### What is expected
Show every line in the rows below that contains the string "concrete". Matching is case-sensitive.

### Dataset rows

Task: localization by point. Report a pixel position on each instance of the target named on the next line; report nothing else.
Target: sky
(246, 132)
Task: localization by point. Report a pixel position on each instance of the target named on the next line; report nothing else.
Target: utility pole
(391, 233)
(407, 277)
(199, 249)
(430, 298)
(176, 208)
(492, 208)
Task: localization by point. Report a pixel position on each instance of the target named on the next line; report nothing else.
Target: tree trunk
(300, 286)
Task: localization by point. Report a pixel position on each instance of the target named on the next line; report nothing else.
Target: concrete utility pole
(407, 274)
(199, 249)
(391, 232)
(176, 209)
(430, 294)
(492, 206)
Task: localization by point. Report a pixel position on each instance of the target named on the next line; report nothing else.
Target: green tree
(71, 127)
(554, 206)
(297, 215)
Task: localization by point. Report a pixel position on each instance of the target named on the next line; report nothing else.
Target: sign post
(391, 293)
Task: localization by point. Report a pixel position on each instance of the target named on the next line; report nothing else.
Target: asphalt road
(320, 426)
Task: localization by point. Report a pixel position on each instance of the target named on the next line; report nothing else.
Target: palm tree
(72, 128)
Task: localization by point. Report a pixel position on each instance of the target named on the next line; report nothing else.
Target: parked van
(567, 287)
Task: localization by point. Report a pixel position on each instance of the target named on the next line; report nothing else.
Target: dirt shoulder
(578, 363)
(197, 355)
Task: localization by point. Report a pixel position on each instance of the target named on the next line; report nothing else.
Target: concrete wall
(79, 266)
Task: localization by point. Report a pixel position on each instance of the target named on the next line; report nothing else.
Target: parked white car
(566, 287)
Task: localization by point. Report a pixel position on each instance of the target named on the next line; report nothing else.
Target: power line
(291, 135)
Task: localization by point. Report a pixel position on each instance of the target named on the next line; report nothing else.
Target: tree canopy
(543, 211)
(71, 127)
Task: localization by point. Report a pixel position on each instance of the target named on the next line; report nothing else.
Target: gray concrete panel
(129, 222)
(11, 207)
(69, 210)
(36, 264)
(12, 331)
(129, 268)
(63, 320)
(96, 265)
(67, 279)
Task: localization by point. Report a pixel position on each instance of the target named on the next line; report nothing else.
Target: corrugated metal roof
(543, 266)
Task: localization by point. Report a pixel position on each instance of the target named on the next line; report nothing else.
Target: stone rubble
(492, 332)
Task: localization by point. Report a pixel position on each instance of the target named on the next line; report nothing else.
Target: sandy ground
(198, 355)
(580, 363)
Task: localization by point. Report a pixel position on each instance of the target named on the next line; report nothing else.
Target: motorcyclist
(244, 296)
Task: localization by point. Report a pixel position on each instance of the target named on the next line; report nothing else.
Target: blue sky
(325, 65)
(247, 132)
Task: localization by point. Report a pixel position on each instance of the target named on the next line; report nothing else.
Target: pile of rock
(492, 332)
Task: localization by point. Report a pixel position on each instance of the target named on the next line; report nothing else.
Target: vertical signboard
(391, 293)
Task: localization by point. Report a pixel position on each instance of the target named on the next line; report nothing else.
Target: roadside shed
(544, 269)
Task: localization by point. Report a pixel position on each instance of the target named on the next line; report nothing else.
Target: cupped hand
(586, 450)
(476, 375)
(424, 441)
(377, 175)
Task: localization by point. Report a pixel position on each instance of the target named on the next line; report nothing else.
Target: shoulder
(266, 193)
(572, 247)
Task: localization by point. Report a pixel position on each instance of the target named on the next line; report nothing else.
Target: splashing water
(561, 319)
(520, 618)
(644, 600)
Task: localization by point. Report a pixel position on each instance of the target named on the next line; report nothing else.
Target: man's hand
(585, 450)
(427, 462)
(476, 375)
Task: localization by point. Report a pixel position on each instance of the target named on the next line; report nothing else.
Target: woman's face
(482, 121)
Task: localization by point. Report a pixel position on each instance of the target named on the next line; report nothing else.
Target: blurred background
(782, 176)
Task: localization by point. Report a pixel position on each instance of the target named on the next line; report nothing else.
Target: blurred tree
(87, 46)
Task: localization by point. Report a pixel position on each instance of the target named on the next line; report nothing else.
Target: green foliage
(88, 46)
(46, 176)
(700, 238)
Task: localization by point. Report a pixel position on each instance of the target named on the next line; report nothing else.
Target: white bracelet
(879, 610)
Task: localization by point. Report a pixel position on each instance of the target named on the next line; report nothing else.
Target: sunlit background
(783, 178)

### Exercise answer
Target: concrete utility pole
Target: concrete wall
Target: gray concrete panel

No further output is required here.